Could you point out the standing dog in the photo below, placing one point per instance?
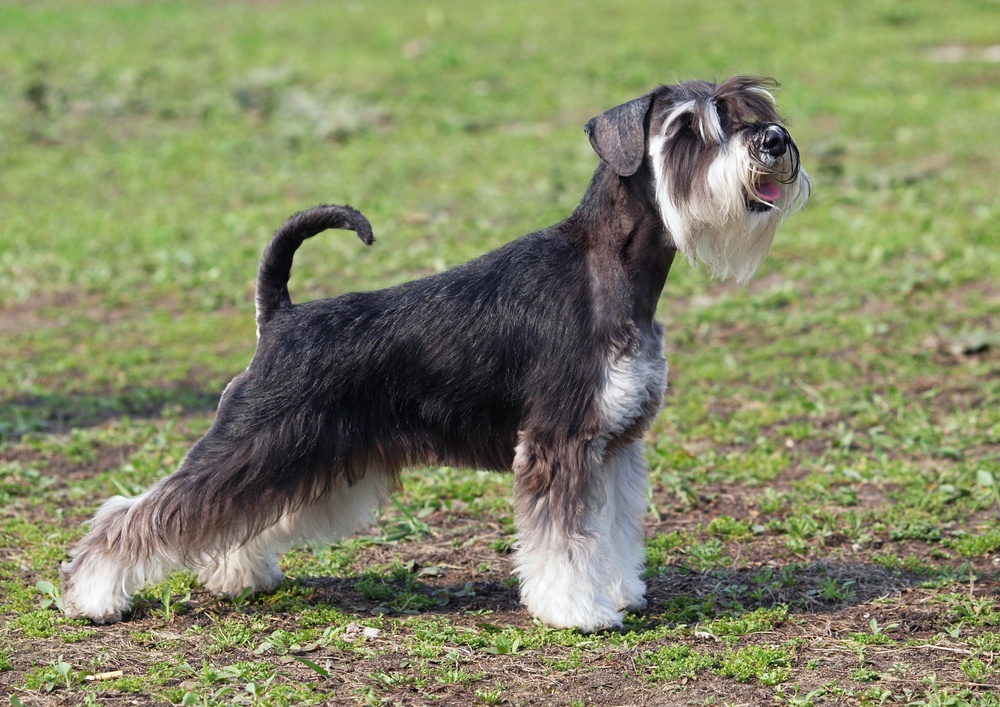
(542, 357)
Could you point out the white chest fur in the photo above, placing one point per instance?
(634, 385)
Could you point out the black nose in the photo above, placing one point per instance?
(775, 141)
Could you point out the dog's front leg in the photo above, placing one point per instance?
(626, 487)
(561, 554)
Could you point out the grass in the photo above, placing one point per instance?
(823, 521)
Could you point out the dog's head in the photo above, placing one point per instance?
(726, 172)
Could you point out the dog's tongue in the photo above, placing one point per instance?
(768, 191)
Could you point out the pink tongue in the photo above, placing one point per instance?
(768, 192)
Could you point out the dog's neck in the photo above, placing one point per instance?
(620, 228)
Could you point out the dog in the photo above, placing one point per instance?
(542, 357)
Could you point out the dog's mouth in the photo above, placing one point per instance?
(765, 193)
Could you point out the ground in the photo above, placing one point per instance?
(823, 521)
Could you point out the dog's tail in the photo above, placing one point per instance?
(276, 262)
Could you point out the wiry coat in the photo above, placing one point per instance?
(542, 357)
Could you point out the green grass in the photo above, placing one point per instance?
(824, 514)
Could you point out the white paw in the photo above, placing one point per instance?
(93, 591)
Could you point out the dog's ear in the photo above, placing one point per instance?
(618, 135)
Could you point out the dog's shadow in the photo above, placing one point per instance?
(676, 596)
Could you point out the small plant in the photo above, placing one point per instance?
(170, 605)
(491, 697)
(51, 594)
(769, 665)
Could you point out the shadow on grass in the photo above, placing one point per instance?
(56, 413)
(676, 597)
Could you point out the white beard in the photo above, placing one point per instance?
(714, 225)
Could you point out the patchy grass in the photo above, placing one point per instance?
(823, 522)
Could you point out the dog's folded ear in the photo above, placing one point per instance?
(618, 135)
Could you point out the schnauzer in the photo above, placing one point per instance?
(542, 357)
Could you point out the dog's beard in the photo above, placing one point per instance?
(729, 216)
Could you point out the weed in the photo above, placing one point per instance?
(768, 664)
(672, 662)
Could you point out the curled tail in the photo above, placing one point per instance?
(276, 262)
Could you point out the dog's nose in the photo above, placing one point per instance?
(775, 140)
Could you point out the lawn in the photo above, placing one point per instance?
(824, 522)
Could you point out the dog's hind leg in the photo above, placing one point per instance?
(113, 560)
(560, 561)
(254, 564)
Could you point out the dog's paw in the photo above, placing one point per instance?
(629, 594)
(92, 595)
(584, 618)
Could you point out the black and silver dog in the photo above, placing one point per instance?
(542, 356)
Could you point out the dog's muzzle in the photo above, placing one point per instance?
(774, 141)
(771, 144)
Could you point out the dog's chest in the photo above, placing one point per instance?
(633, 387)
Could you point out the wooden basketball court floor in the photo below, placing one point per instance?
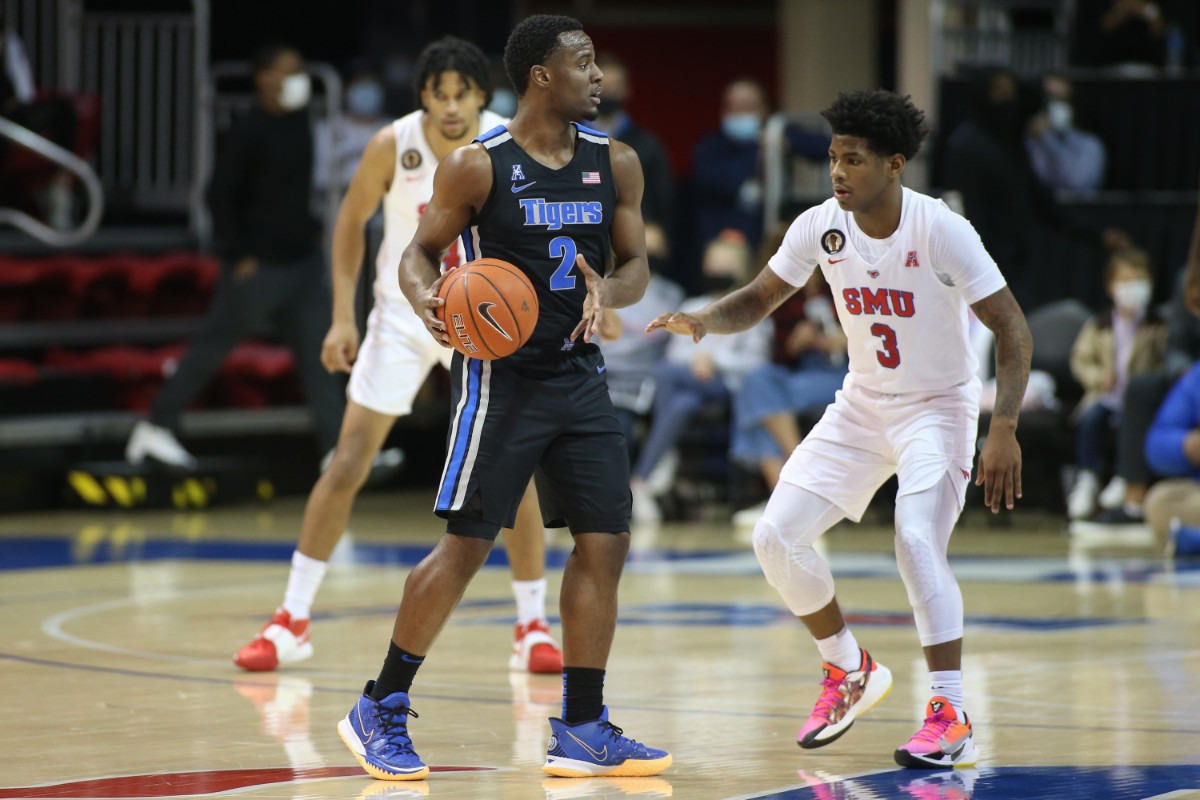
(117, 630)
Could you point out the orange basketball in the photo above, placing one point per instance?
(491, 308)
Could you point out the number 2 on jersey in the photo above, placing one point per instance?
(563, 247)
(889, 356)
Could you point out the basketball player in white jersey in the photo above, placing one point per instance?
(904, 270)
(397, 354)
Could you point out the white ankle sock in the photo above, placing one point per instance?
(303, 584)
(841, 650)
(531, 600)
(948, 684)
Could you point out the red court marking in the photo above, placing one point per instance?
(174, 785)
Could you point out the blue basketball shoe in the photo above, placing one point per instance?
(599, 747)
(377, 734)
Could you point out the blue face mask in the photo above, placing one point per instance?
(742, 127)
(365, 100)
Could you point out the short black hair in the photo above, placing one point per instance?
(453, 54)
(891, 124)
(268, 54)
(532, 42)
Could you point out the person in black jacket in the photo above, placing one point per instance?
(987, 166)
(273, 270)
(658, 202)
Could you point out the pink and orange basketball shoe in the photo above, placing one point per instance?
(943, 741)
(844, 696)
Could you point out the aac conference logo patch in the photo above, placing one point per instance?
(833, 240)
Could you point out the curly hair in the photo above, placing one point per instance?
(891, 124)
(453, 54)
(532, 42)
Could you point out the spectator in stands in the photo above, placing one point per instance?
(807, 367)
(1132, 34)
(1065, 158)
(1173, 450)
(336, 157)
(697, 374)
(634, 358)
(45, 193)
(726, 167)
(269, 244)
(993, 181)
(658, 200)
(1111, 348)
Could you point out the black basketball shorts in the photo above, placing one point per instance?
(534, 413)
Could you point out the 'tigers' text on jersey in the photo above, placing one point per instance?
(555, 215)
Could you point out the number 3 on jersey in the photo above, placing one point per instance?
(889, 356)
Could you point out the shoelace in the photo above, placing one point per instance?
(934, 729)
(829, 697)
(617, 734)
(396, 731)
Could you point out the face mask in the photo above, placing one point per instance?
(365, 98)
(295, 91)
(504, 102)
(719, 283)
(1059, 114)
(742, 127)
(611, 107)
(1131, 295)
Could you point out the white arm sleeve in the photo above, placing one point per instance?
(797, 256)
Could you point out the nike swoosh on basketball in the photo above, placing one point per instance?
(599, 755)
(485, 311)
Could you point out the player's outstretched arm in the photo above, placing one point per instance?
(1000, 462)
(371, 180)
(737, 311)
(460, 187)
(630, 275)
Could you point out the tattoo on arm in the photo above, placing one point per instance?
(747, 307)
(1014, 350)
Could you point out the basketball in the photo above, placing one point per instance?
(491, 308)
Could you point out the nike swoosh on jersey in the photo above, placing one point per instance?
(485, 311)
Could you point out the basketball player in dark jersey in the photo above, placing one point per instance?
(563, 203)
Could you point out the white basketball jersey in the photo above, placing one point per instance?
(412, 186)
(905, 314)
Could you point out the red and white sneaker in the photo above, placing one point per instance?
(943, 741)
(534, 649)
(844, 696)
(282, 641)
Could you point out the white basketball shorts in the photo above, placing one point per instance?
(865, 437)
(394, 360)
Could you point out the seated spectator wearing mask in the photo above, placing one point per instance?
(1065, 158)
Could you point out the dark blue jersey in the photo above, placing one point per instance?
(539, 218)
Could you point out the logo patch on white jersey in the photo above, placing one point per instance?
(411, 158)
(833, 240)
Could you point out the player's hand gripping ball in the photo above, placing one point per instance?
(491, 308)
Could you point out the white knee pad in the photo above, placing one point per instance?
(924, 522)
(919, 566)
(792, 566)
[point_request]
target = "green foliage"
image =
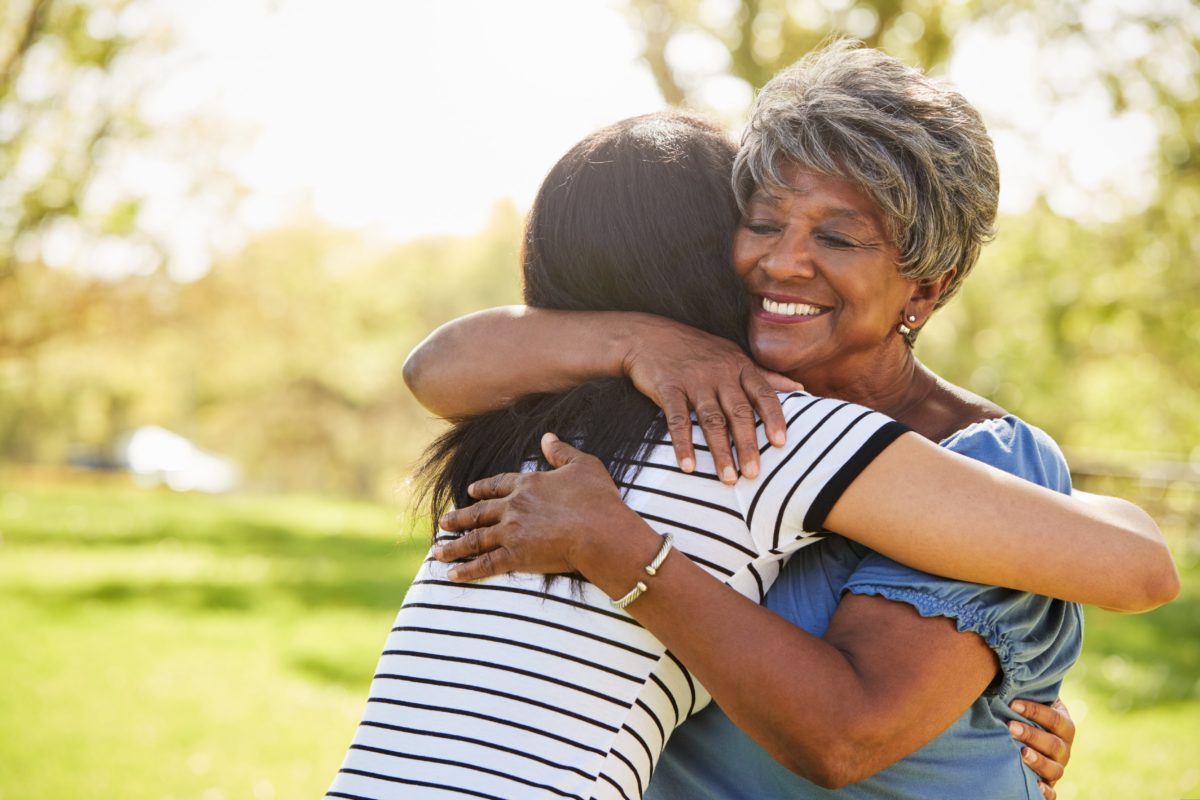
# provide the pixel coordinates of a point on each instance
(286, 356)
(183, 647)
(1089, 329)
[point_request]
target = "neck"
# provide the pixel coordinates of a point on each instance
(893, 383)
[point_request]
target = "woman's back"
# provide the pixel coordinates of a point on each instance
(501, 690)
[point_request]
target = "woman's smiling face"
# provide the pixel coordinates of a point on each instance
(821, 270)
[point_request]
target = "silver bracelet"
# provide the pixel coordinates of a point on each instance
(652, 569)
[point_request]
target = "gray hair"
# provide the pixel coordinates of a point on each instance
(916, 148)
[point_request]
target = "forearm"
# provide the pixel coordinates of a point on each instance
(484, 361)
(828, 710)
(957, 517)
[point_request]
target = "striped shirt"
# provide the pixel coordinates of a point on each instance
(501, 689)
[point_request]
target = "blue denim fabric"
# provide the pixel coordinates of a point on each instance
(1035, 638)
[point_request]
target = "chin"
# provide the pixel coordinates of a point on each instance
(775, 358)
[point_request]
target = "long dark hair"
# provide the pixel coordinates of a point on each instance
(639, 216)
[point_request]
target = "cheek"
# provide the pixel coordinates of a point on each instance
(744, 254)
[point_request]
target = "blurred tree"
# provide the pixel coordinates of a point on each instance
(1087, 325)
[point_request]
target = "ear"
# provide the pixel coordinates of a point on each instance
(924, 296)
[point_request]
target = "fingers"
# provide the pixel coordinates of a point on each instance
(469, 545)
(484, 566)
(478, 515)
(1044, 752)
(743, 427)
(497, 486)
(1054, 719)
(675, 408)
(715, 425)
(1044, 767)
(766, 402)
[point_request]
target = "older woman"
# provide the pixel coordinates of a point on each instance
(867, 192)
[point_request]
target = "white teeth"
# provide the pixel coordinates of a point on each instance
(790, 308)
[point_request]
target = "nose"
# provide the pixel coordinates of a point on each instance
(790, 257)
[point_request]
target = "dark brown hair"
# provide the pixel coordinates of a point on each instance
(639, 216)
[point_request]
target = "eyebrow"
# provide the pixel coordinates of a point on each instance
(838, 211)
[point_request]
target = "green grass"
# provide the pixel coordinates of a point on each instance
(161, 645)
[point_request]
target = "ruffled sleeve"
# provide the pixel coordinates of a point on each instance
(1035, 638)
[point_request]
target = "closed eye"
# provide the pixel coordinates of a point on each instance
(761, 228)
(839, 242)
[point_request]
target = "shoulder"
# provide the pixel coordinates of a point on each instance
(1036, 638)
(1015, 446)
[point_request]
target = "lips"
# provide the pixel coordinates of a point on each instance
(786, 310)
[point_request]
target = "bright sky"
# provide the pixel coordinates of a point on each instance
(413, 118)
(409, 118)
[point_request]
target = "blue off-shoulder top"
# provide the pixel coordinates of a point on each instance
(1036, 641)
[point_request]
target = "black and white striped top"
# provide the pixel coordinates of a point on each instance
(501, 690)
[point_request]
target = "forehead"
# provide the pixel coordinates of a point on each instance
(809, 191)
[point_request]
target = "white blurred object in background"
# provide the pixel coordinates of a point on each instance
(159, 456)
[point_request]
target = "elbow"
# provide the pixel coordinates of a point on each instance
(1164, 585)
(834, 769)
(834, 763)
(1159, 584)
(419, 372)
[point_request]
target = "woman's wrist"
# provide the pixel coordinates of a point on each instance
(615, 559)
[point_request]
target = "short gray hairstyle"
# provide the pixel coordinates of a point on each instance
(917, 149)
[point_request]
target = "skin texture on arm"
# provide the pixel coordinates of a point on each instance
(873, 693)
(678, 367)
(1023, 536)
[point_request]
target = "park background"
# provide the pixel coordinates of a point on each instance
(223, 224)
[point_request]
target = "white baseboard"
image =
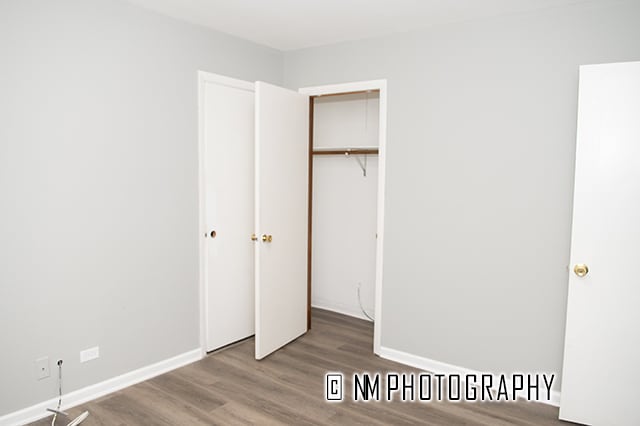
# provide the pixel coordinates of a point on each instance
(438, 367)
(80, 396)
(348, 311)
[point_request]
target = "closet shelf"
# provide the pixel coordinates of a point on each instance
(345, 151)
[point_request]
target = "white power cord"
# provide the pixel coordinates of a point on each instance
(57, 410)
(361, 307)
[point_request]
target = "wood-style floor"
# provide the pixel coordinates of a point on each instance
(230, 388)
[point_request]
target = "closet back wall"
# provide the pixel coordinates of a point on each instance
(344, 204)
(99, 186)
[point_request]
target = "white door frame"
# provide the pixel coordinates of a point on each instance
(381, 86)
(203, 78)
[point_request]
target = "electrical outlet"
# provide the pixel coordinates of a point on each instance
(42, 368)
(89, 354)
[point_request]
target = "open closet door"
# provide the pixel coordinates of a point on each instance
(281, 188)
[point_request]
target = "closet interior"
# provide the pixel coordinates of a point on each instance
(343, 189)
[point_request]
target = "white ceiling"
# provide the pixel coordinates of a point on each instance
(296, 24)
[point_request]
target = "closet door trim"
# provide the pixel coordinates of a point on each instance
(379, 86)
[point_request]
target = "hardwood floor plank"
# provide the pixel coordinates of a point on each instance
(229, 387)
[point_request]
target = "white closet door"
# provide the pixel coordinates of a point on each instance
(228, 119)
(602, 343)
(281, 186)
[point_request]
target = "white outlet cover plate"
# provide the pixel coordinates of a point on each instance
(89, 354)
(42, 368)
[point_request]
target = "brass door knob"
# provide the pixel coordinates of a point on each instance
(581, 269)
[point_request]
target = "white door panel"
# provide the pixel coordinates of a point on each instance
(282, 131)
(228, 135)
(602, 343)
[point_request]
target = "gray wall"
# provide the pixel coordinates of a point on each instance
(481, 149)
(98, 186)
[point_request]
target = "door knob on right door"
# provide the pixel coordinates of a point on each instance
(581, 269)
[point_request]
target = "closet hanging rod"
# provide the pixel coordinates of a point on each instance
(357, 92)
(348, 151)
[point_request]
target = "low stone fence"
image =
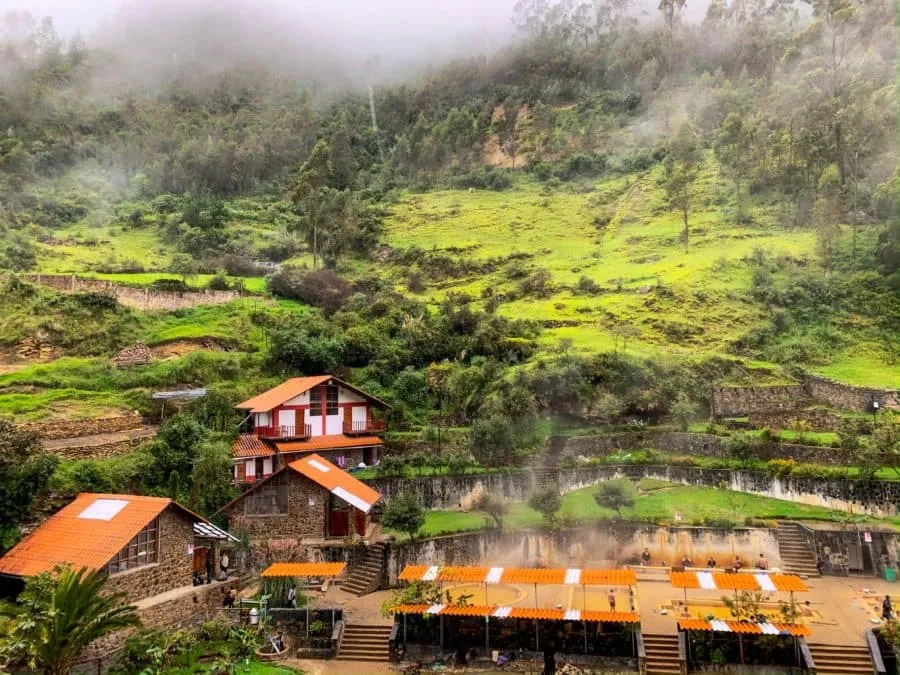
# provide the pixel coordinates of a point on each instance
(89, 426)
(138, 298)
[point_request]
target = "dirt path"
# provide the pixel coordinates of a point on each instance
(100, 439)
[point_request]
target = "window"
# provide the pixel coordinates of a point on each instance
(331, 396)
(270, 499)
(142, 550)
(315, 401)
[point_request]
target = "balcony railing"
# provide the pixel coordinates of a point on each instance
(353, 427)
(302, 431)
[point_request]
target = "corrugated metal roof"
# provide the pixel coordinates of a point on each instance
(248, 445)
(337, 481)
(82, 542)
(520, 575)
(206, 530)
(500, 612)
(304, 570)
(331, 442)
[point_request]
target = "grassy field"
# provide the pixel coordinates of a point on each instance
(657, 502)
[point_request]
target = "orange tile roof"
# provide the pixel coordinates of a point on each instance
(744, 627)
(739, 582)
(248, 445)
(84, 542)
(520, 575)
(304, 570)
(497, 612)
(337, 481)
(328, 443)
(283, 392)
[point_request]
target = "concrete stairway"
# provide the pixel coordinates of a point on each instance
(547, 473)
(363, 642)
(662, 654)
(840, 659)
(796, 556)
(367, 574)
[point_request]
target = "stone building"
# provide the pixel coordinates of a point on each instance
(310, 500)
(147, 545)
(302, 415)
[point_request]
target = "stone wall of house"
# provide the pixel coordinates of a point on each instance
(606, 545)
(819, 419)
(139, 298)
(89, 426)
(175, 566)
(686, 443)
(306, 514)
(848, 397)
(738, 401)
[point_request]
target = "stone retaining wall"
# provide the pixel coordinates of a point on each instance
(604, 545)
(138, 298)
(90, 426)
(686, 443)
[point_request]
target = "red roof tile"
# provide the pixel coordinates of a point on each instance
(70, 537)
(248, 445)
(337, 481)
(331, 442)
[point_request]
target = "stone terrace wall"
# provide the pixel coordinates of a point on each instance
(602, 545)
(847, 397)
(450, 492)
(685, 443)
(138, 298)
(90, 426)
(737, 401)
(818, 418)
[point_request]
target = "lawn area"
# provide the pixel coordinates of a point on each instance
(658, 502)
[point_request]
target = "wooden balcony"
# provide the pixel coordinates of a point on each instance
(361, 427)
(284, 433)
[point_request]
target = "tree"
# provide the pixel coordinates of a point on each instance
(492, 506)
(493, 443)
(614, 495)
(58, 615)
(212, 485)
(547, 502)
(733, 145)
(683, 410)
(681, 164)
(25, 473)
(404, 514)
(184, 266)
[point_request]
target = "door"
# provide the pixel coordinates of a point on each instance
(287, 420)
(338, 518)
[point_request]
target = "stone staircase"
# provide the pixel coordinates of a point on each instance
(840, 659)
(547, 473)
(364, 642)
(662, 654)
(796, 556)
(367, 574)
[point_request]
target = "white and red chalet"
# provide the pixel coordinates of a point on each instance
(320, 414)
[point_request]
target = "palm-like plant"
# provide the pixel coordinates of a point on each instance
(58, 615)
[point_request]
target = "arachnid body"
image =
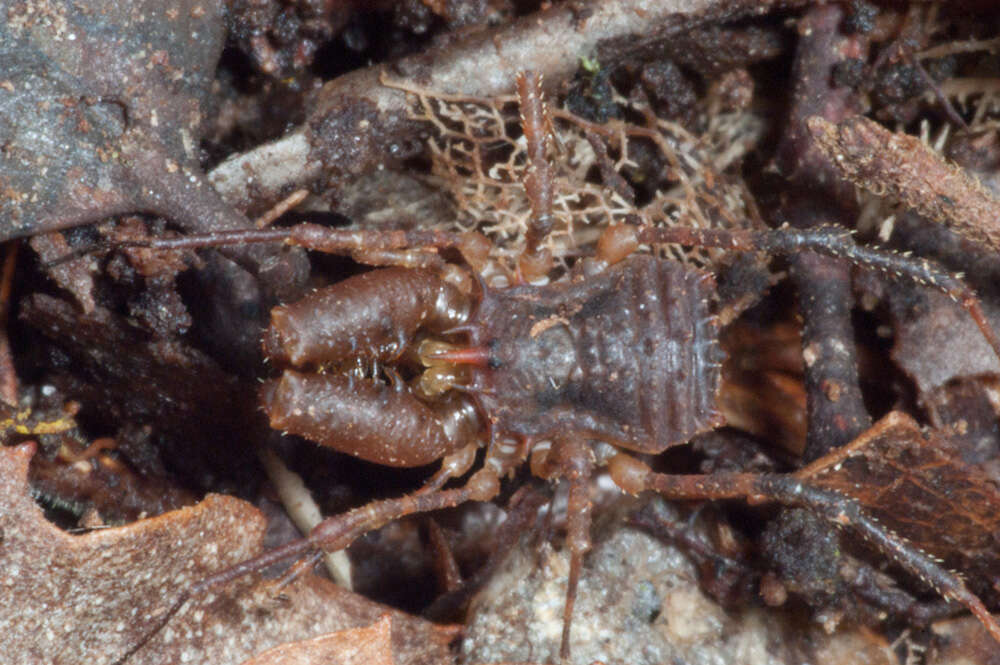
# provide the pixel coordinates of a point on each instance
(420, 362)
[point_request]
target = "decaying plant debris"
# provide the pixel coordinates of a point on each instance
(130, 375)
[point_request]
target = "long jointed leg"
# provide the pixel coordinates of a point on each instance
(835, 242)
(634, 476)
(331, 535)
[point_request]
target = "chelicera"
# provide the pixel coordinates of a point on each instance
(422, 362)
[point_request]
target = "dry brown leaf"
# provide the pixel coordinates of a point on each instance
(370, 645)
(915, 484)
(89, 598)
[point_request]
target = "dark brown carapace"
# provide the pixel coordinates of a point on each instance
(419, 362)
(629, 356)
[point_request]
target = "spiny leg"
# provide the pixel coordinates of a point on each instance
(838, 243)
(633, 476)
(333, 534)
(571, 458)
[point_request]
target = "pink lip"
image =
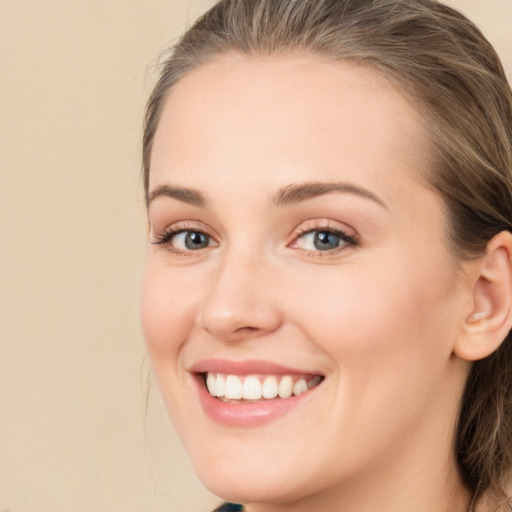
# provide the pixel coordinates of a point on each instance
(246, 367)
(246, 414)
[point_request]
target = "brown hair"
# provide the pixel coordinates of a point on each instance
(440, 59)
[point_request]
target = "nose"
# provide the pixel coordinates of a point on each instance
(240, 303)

Description of the task:
State how many lines of the records above contain the string "tail", treating uppercase and lowercase as different, and reply with only that number.

Worked solution:
2